Reproduce the lines below, starting at the very first one and ending at the line that contains "1142, 227, 1230, 251", keeping both ends and changing nothing.

__________________________________________________

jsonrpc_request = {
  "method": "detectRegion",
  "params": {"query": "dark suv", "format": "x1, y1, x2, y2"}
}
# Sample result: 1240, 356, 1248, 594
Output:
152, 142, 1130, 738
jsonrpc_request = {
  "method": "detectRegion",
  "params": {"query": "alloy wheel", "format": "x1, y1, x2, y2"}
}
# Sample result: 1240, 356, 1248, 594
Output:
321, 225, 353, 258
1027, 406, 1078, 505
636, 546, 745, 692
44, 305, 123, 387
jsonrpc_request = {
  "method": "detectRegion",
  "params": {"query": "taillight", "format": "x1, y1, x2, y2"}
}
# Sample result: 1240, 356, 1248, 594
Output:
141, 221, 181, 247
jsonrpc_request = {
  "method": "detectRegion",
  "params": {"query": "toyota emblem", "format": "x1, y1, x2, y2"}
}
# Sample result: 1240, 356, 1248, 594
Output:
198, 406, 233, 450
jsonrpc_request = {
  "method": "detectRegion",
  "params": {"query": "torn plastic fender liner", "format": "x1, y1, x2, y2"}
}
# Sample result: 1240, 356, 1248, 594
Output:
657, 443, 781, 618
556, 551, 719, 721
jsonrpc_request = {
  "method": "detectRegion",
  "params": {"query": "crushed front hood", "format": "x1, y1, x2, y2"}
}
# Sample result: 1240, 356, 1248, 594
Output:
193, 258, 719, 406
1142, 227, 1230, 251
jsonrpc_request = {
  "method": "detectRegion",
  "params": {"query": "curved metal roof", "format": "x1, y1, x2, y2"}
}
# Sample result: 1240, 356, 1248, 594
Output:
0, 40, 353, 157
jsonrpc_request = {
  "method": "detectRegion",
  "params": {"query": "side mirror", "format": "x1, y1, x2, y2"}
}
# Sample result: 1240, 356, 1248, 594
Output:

__________________________________________________

#### In response:
jsonrpc_request = {
  "method": "detectRegion",
  "params": {"query": "dark suv", "format": "x1, y1, x2, y2"}
}
# Sample result: 1240, 356, 1248, 594
Output:
152, 142, 1130, 738
jsonrpc_request = {
  "method": "detectRegion",
  "params": {"query": "alloy wheel", "format": "x1, y1, x2, y2"}
}
# Sample result: 1240, 356, 1248, 594
Output:
321, 225, 353, 258
1027, 406, 1078, 505
636, 546, 745, 692
44, 305, 123, 387
jsonrpc_request = {
  "method": "detectRegion",
  "params": {"query": "taillight", "format": "x1, y1, x2, y2"}
}
# Sample result: 1240, 356, 1248, 594
Output:
141, 221, 181, 247
jsonrpc_request = {
  "method": "detectRegion",
  "params": {"query": "toyota emblem", "format": "x1, y1, x2, y2"}
}
# Sample result: 1240, 356, 1248, 594
Output:
198, 406, 233, 450
jsonrpc_request = {
  "method": "detectRegion",
  "params": {"query": "torn plastic fender liner", "format": "x1, y1, x2, y2"}
}
# Sample result: 1240, 356, 1248, 594
Output:
657, 443, 781, 618
556, 551, 719, 721
jsonrpc_request = {
  "method": "detectRegion",
  "params": {"query": "crushed front hood", "format": "x1, y1, x2, y2"}
}
# Sample result: 1240, 356, 1248, 594
Output:
193, 258, 719, 406
1142, 227, 1230, 251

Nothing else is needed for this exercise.